▶ **TASK PROMPT**
Return all the lines below in which the string "dirt" appears.

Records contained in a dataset
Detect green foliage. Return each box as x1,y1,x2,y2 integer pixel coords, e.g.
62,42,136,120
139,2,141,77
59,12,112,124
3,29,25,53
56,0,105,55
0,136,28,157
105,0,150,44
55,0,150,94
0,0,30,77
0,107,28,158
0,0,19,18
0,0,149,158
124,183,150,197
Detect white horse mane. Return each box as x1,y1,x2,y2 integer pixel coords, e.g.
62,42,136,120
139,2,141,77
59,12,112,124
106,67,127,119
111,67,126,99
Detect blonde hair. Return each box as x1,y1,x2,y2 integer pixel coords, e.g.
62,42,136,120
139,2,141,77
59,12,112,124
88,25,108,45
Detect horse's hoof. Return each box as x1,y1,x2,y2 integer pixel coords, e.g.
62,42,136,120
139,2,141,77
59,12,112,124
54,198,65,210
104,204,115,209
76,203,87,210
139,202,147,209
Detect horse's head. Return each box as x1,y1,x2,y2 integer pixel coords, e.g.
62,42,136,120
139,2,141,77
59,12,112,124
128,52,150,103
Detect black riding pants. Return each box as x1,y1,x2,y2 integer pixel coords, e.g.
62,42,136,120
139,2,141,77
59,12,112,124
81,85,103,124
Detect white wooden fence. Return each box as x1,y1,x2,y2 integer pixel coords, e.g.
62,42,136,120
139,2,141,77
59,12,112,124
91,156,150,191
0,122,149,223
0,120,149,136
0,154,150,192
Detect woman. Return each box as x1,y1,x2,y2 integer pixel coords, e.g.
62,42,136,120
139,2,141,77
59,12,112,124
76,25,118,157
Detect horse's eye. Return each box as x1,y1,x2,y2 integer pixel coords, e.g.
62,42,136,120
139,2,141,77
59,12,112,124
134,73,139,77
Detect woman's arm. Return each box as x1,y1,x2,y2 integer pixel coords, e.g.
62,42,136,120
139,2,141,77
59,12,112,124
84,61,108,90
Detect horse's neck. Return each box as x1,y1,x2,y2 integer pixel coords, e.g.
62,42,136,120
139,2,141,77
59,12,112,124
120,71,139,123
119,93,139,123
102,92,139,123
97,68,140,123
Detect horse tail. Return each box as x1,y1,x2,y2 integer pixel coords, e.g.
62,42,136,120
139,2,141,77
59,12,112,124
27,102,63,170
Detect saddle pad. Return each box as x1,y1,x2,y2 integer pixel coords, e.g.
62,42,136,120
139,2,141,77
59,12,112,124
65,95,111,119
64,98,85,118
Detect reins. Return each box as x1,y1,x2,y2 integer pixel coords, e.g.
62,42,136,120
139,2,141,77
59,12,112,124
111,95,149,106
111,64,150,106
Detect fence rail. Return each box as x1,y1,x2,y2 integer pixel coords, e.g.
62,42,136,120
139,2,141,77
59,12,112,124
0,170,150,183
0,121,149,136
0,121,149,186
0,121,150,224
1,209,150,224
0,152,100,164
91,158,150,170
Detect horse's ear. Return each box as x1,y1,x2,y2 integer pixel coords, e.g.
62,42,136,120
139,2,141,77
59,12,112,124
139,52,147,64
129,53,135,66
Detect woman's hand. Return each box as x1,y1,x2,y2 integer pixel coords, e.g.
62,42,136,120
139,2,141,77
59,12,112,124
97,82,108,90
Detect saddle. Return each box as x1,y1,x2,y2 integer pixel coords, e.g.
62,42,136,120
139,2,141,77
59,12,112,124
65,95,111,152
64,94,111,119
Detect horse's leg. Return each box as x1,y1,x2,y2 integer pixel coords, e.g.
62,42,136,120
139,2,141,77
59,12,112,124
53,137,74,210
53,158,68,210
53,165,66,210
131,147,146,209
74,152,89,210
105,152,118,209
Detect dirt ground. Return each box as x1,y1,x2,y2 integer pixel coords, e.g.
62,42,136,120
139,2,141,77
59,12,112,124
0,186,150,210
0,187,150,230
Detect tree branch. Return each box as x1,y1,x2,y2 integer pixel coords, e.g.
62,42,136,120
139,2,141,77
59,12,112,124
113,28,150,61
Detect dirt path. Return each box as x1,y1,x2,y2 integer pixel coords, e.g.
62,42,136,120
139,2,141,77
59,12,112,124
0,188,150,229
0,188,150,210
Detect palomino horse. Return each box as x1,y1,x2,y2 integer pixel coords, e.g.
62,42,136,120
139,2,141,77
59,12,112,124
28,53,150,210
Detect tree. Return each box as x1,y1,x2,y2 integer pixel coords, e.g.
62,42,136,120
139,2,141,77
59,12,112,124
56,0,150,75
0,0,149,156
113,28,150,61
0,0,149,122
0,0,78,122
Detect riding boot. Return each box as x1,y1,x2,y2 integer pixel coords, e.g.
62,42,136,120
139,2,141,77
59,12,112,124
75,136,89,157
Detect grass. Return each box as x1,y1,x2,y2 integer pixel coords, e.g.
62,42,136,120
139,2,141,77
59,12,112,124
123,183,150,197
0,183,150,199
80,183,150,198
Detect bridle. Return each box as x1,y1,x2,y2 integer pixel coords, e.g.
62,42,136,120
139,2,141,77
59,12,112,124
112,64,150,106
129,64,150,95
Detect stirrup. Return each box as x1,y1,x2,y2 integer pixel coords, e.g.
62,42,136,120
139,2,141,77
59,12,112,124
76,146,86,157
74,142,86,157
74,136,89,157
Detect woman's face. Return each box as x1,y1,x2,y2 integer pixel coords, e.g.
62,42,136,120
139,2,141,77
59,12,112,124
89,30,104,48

...

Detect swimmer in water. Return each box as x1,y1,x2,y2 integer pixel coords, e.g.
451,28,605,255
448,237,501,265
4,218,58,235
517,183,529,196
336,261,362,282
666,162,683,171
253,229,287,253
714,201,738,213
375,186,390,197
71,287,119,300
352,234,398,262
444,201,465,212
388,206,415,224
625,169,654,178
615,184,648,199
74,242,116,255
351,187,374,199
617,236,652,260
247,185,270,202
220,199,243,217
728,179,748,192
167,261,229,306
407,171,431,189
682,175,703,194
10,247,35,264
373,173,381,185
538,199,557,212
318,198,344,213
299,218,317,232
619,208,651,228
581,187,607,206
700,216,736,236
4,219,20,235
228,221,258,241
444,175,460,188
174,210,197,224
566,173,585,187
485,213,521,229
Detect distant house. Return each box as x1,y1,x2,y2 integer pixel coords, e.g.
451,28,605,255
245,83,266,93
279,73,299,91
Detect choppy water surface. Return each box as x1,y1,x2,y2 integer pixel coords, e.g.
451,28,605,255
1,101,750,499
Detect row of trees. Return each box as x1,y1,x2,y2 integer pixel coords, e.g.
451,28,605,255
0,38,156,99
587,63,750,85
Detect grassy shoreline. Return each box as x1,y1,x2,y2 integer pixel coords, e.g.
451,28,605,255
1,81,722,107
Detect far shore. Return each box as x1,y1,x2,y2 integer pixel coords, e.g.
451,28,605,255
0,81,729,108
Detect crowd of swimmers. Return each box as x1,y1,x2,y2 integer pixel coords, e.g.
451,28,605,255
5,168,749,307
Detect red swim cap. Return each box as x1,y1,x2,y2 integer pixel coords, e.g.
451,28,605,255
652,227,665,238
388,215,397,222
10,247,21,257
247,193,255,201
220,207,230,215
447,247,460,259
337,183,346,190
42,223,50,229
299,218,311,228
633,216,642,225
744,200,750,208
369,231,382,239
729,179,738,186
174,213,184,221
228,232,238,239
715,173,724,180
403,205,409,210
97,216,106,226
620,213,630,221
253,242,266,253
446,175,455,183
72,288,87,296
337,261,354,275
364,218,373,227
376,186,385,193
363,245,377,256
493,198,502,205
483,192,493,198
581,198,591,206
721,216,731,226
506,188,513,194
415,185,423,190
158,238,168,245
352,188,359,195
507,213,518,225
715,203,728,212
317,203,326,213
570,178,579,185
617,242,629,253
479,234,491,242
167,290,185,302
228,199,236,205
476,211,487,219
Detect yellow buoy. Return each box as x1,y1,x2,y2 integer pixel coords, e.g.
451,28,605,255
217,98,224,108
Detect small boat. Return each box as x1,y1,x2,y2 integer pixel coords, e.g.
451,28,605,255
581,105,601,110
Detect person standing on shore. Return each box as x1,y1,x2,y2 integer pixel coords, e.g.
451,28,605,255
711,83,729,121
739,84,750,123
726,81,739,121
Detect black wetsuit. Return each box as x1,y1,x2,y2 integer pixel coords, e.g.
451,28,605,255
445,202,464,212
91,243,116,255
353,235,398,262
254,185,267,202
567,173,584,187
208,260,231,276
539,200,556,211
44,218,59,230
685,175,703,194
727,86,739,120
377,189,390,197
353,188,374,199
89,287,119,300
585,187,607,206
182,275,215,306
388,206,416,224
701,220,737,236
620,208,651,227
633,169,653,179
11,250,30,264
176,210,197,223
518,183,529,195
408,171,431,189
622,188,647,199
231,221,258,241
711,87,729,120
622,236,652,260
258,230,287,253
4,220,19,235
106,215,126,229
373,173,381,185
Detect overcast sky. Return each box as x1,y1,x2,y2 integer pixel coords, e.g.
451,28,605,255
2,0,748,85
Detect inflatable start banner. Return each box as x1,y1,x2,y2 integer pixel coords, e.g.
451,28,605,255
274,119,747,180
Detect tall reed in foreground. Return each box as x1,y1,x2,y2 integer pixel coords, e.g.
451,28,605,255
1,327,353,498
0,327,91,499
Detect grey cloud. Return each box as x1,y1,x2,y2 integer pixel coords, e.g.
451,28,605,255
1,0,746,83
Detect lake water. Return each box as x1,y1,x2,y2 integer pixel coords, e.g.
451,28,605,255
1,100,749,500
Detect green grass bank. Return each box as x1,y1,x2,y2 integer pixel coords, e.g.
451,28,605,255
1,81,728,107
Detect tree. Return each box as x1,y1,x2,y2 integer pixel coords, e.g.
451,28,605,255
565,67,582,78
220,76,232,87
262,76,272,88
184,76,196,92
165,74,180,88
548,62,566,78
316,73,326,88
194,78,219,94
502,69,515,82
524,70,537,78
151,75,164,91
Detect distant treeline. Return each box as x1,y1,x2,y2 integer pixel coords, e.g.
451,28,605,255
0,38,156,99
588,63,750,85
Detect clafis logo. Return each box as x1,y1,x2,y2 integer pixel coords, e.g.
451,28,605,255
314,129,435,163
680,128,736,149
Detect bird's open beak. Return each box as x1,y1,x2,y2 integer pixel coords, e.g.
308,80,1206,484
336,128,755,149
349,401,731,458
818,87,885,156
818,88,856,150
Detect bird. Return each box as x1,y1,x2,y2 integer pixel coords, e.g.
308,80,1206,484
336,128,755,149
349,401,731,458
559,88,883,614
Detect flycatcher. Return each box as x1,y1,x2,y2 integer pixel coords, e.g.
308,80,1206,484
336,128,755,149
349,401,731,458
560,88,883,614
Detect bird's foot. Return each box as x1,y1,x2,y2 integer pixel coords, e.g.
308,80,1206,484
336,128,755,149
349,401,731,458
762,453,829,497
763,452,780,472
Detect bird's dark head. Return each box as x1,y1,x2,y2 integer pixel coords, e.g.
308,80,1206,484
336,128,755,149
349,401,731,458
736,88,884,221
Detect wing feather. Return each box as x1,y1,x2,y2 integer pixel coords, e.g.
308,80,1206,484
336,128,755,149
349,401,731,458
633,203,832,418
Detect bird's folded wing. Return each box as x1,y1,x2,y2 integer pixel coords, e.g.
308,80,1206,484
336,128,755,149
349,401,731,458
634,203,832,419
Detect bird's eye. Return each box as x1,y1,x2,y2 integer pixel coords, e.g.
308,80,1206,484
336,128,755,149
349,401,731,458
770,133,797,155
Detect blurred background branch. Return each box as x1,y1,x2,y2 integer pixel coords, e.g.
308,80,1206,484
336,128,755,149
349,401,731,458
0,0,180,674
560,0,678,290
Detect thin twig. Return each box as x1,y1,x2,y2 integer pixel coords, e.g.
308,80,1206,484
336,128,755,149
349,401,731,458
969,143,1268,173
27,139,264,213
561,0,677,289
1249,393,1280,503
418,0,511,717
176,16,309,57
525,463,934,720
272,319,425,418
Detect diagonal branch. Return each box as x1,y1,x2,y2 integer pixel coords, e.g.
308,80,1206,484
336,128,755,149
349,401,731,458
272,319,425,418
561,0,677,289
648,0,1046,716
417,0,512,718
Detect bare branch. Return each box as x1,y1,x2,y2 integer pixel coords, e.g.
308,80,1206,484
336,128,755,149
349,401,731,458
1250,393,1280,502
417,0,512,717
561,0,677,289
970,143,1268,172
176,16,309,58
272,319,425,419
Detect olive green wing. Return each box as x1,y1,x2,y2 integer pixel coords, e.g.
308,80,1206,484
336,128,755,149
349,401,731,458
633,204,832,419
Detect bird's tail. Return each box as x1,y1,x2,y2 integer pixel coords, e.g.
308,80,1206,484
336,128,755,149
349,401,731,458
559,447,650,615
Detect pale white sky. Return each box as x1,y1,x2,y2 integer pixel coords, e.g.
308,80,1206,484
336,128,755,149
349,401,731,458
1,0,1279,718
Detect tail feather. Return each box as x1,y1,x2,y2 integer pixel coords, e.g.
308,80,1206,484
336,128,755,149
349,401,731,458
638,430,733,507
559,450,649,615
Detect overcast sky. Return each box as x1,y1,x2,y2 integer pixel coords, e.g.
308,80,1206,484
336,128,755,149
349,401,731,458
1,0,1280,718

▶ **SOLVED PROBLEM**
Detect dirt ground. Return each box as x1,y1,x2,y2 integer pixel coords, e.g.
Detect dirt path. Return each box as x1,y1,x2,y2 integer pixel coords, e.g.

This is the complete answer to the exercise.